§ **SUPPLIED ENTRIES**
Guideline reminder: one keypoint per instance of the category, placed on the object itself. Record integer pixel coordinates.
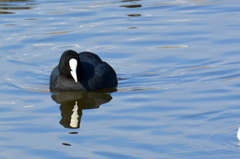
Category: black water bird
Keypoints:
(83, 71)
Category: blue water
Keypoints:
(178, 68)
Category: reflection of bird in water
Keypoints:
(72, 104)
(74, 116)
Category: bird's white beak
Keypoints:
(73, 66)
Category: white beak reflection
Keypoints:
(73, 66)
(74, 117)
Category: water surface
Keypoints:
(178, 68)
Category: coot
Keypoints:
(83, 71)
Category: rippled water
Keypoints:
(178, 67)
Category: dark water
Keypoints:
(179, 79)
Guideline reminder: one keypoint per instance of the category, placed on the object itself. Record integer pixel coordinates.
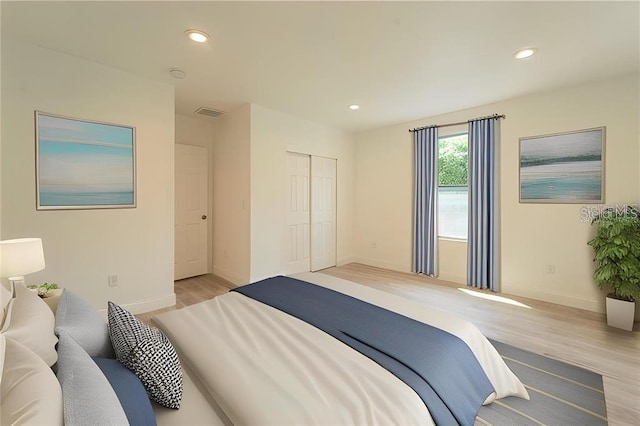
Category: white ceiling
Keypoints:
(399, 61)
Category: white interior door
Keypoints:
(298, 217)
(323, 213)
(191, 210)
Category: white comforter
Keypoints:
(263, 366)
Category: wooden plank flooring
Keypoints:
(572, 335)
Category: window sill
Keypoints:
(455, 240)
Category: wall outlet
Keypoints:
(113, 280)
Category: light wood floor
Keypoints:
(572, 335)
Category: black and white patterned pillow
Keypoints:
(148, 353)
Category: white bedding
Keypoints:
(263, 366)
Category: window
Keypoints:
(453, 189)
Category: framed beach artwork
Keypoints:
(563, 168)
(84, 164)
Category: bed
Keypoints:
(240, 361)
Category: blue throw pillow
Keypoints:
(130, 391)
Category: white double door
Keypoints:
(311, 213)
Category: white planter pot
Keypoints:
(620, 313)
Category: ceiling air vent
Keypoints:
(209, 112)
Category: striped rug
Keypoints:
(561, 394)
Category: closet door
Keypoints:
(298, 215)
(191, 209)
(323, 213)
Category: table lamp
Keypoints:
(20, 257)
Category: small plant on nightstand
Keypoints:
(43, 290)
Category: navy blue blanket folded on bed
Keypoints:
(439, 366)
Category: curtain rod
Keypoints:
(494, 116)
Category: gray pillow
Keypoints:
(88, 398)
(82, 322)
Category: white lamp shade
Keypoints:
(21, 257)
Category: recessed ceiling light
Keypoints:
(197, 35)
(525, 53)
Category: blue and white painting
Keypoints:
(563, 168)
(83, 164)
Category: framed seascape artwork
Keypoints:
(563, 167)
(84, 164)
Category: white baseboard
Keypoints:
(558, 298)
(381, 264)
(229, 276)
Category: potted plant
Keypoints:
(617, 255)
(43, 290)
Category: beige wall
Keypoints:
(273, 134)
(231, 195)
(200, 131)
(533, 235)
(83, 247)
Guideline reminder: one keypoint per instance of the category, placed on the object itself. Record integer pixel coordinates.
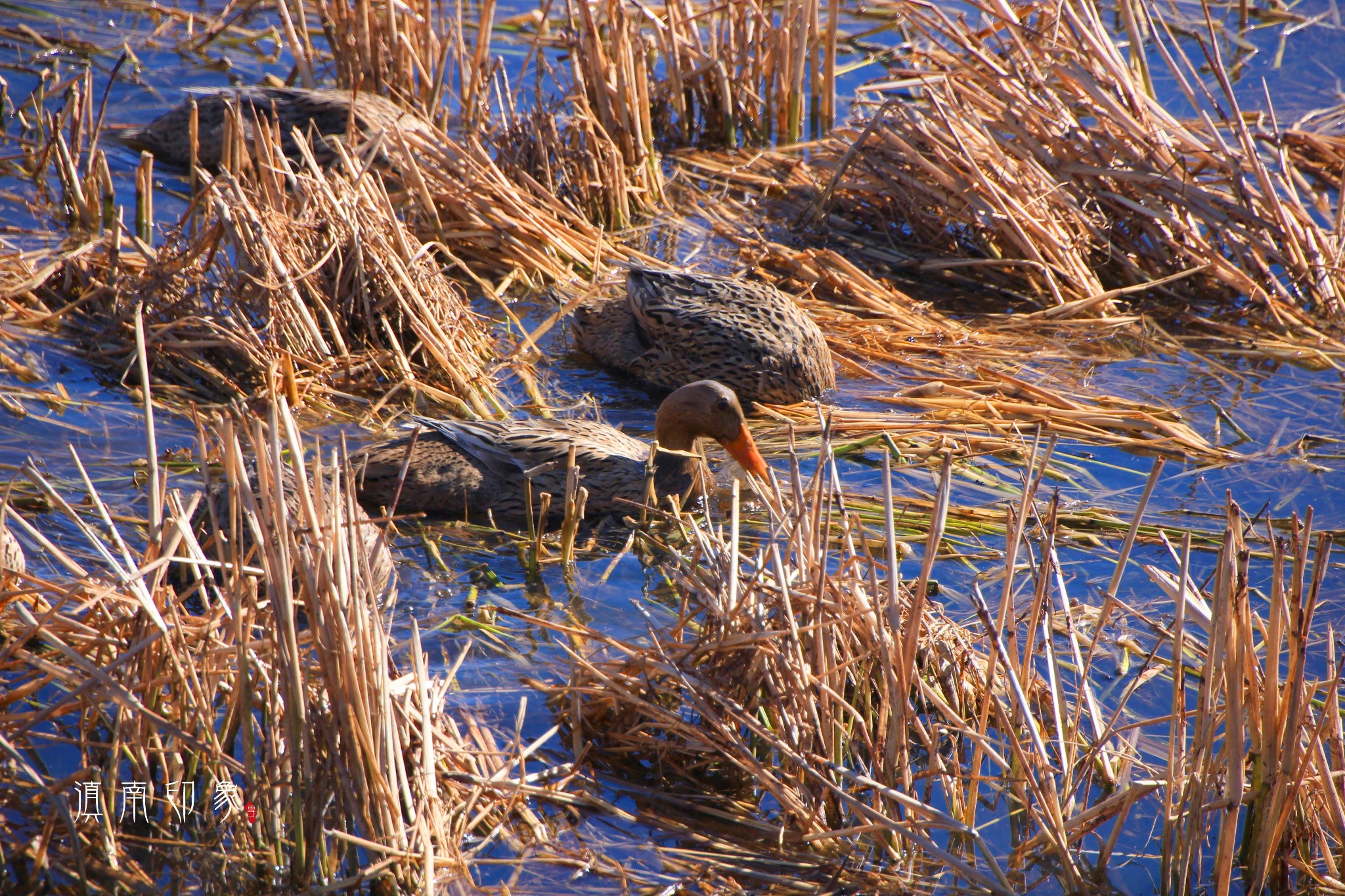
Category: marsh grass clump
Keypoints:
(295, 268)
(250, 652)
(1023, 151)
(816, 691)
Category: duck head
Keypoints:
(711, 410)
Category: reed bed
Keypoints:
(1028, 155)
(817, 688)
(236, 639)
(276, 267)
(997, 412)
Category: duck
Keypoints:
(459, 468)
(673, 328)
(328, 112)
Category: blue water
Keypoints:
(1278, 406)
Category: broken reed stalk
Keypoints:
(741, 73)
(979, 158)
(783, 679)
(246, 649)
(300, 269)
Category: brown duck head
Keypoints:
(711, 410)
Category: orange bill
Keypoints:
(744, 452)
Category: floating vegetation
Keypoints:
(241, 651)
(821, 694)
(963, 643)
(1029, 155)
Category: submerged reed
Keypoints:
(825, 695)
(237, 653)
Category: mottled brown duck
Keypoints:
(327, 113)
(674, 328)
(11, 553)
(463, 468)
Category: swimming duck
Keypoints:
(327, 112)
(468, 467)
(674, 328)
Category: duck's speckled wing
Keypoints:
(680, 328)
(611, 463)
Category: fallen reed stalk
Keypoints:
(288, 268)
(807, 684)
(1026, 155)
(240, 658)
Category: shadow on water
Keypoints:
(1286, 421)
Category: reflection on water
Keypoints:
(1285, 421)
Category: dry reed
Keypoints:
(252, 652)
(1028, 155)
(814, 685)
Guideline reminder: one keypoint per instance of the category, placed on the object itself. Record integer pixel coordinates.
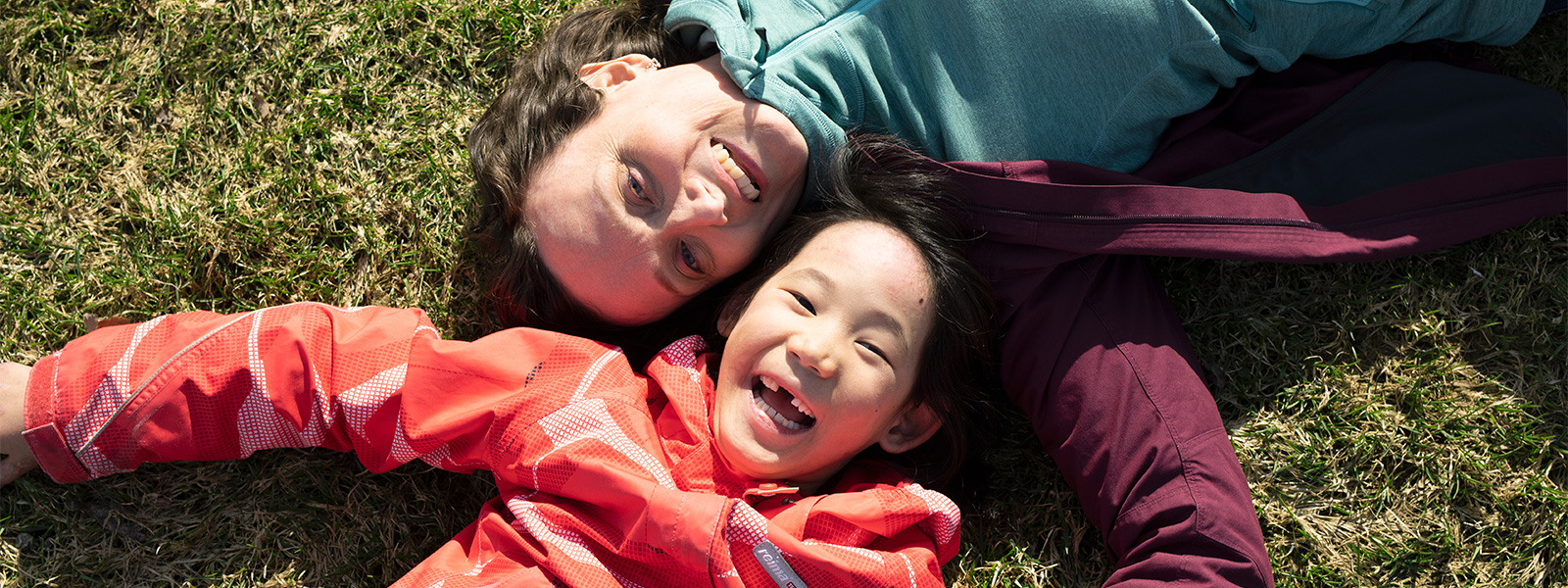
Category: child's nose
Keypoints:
(814, 353)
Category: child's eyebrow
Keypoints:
(878, 318)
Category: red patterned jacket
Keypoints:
(608, 477)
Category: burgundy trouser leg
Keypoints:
(1094, 353)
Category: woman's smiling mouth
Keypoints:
(780, 405)
(749, 187)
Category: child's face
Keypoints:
(819, 366)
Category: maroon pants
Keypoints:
(1095, 357)
(1092, 349)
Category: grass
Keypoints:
(1402, 423)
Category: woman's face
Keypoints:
(673, 187)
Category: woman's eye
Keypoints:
(804, 302)
(639, 193)
(689, 259)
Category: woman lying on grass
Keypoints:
(862, 334)
(635, 159)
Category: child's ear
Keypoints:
(911, 430)
(613, 73)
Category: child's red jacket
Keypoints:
(606, 477)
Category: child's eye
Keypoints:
(878, 352)
(804, 303)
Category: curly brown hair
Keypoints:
(546, 101)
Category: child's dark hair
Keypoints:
(546, 101)
(875, 179)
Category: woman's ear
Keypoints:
(613, 73)
(729, 316)
(913, 428)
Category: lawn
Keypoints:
(1402, 422)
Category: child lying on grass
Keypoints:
(864, 331)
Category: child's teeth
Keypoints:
(749, 188)
(802, 408)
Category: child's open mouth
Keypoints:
(780, 405)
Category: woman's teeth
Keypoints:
(749, 188)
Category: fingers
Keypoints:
(13, 394)
(15, 466)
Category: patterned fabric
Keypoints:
(608, 477)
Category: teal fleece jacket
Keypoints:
(1081, 80)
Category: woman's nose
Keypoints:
(814, 353)
(700, 206)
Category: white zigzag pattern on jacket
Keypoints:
(946, 522)
(109, 397)
(363, 400)
(745, 525)
(261, 425)
(593, 372)
(470, 572)
(590, 419)
(568, 541)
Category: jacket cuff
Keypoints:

§ **WHAT YOU HAVE TO DO**
Turn all of the data above into a numbered list of its lines, skipping any blank lines and leaving out the pictures.

§ **FULL ANSWER**
1. Guideline reminder: one keypoint per instance of the category, placed on the object itself. Record integer pixel coordinates.
2. Category: black water bird
3. Keypoints:
4. (83, 71)
5. Category: blue water
6. Keypoints:
7. (178, 68)
8. Category: reflection of bird in water
9. Keypoints:
10. (72, 104)
11. (74, 116)
12. Category: bird's white beak
13. Keypoints:
14. (73, 66)
15. Category: white beak reflection
16. Keypoints:
17. (73, 66)
18. (74, 117)
19. Category: water surface
20. Keypoints:
21. (178, 68)
22. Category: coot
23. Keypoints:
24. (83, 71)
25. Category: rippled water
26. Keypoints:
27. (178, 67)
28. Category: dark water
29. Keypoints:
30. (179, 79)
31. Guideline reminder: one keypoint per instance of the category, placed on the object itself. Record integer pixel coordinates.
32. Category: white ceiling
33. Keypoints:
34. (399, 61)
35. Category: white interior door
36. Keypoints:
37. (298, 217)
38. (323, 213)
39. (191, 210)
40. Category: white comforter
41. Keypoints:
42. (263, 366)
43. Category: wooden plank flooring
44. Keypoints:
45. (572, 335)
46. Category: window sill
47. Keypoints:
48. (455, 240)
49. Category: wall outlet
50. Keypoints:
51. (113, 280)
52. Category: light wood floor
53. Keypoints:
54. (572, 335)
55. Category: black and white patterned pillow
56. Keypoints:
57. (148, 353)
58. Category: white bedding
59. Keypoints:
60. (263, 366)
61. Category: window
62. Keypoints:
63. (453, 189)
64. Category: framed beach artwork
65. Keypoints:
66. (563, 168)
67. (84, 164)
68. Category: bed
69. Keypoints:
70. (240, 361)
71. Category: blue throw pillow
72. Keypoints:
73. (130, 391)
74. Category: white double door
75. Keypoints:
76. (311, 213)
77. Category: white planter pot
78. Keypoints:
79. (620, 313)
80. Category: ceiling air vent
81. Keypoints:
82. (209, 112)
83. Category: striped rug
84. Keypoints:
85. (561, 394)
86. Category: closet door
87. Keypoints:
88. (298, 215)
89. (191, 209)
90. (323, 213)
91. Category: table lamp
92. Keypoints:
93. (20, 257)
94. Category: small plant on nightstand
95. Keypoints:
96. (43, 290)
97. Category: navy blue blanket folded on bed
98. Keypoints:
99. (439, 366)
100. Category: curtain rod
101. Keypoints:
102. (494, 116)
103. Category: gray pillow
104. Keypoints:
105. (88, 398)
106. (82, 322)
107. Category: white lamp shade
108. Keypoints:
109. (21, 257)
110. Category: recessed ceiling light
111. Keypoints:
112. (197, 35)
113. (525, 53)
114. Category: blue and white painting
115. Keypoints:
116. (563, 168)
117. (83, 164)
118. Category: framed seascape artwork
119. Keypoints:
120. (563, 167)
121. (84, 164)
122. Category: white baseboard
123. Keypoints:
124. (558, 298)
125. (381, 264)
126. (229, 276)
127. Category: potted plant
128. Keypoints:
129. (617, 255)
130. (43, 290)
131. Category: beige wall
132. Keypoints:
133. (273, 134)
134. (231, 195)
135. (200, 131)
136. (533, 235)
137. (83, 247)
138. Guideline reminder: one keypoint per instance of the category, placed on the object itself. Record integer pixel coordinates.
139. Category: marsh grass clump
140. Keypoints:
141. (295, 268)
142. (250, 652)
143. (1023, 151)
144. (816, 691)
145. Category: duck head
146. Keypoints:
147. (711, 410)
148. Category: reed bed
149. Keypoints:
150. (1028, 155)
151. (817, 688)
152. (236, 639)
153. (276, 267)
154. (997, 412)
155. Category: duck
156. Keypoints:
157. (459, 468)
158. (673, 328)
159. (328, 112)
160. Category: blue water
161. Keypoints:
162. (1278, 406)
163. Category: broken reed stalk
164. Keypoints:
165. (741, 73)
166. (979, 158)
167. (783, 679)
168. (246, 649)
169. (300, 269)
170. Category: brown duck head
171. Keypoints:
172. (711, 410)
173. Category: orange bill
174. Keypoints:
175. (744, 452)
176. Category: floating vegetation
177. Keypoints:
178. (241, 651)
179. (821, 694)
180. (963, 643)
181. (1029, 155)
182. Category: submerged reed
183. Keypoints:
184. (825, 695)
185. (237, 653)
186. Category: mottled brown duck
187. Keypoints:
188. (327, 113)
189. (674, 328)
190. (11, 553)
191. (463, 468)
192. Category: swimming duck
193. Keypoints:
194. (327, 112)
195. (468, 467)
196. (674, 328)
197. Category: duck's speckled wing
198. Keypoints:
199. (680, 328)
200. (611, 463)
201. Category: fallen reed stalk
202. Keypoints:
203. (288, 268)
204. (807, 684)
205. (1026, 155)
206. (240, 658)
207. Category: shadow on water
208. Keypoints:
209. (1286, 421)
210. Category: reflection on water
211. Keypoints:
212. (1285, 421)
213. Category: dry reed
214. Keypoints:
215. (252, 652)
216. (1028, 155)
217. (814, 685)
218. Guideline reminder: one keypoint per instance of the category, placed on the object itself. Record integer pixel coordinates.
219. Category: child's nose
220. Keypoints:
221. (814, 353)
222. Category: child's eyebrow
223. Keypoints:
224. (878, 318)
225. Category: red patterned jacket
226. Keypoints:
227. (608, 477)
228. Category: burgundy trouser leg
229. Keypoints:
230. (1094, 353)
231. Category: woman's smiling mouth
232. Keypoints:
233. (780, 405)
234. (749, 187)
235. Category: child's face
236. Keypoints:
237. (819, 366)
238. Category: maroon pants
239. Keypoints:
240. (1095, 357)
241. (1092, 349)
242. Category: grass
243. Keypoints:
244. (1402, 423)
245. Category: woman's face
246. Keypoints:
247. (673, 187)
248. Category: woman's eye
249. Keypoints:
250. (804, 302)
251. (639, 193)
252. (689, 259)
253. Category: woman lying on grass
254. Keypoints:
255. (862, 334)
256. (635, 159)
257. Category: child's ear
258. Keypoints:
259. (911, 430)
260. (613, 73)
261. Category: child's red jacket
262. Keypoints:
263. (606, 477)
264. Category: child's eye
265. Keypoints:
266. (878, 352)
267. (804, 303)
268. Category: curly brown hair
269. Keypoints:
270. (546, 101)
271. Category: child's dark hair
272. Keypoints:
273. (546, 101)
274. (875, 179)
275. Category: woman's ear
276. Keypoints:
277. (613, 73)
278. (729, 316)
279. (913, 428)
280. Category: lawn
281. Keypoints:
282. (1402, 422)
283. Category: child lying on grass
284. Keypoints:
285. (864, 331)
286. Category: child's teeth
287. Keypoints:
288. (749, 188)
289. (802, 408)
290. Category: child's open mouth
291. Keypoints:
292. (780, 405)
293. Category: woman's teeth
294. Keypoints:
295. (749, 188)
296. Category: fingers
297. Keypoints:
298. (13, 394)
299. (15, 466)
300. Category: patterned fabric
301. Keypoints:
302. (608, 477)
303. Category: teal fleece jacket
304. Keypoints:
305. (1081, 80)
306. Category: woman's nose
307. Keypoints:
308. (814, 353)
309. (700, 206)
310. Category: white zigzag pattern on jacket
311. Keypoints:
312. (946, 522)
313. (109, 397)
314. (363, 400)
315. (745, 525)
316. (261, 425)
317. (593, 372)
318. (470, 572)
319. (590, 419)
320. (568, 541)
321. Category: jacket cuff
322. Keypoints:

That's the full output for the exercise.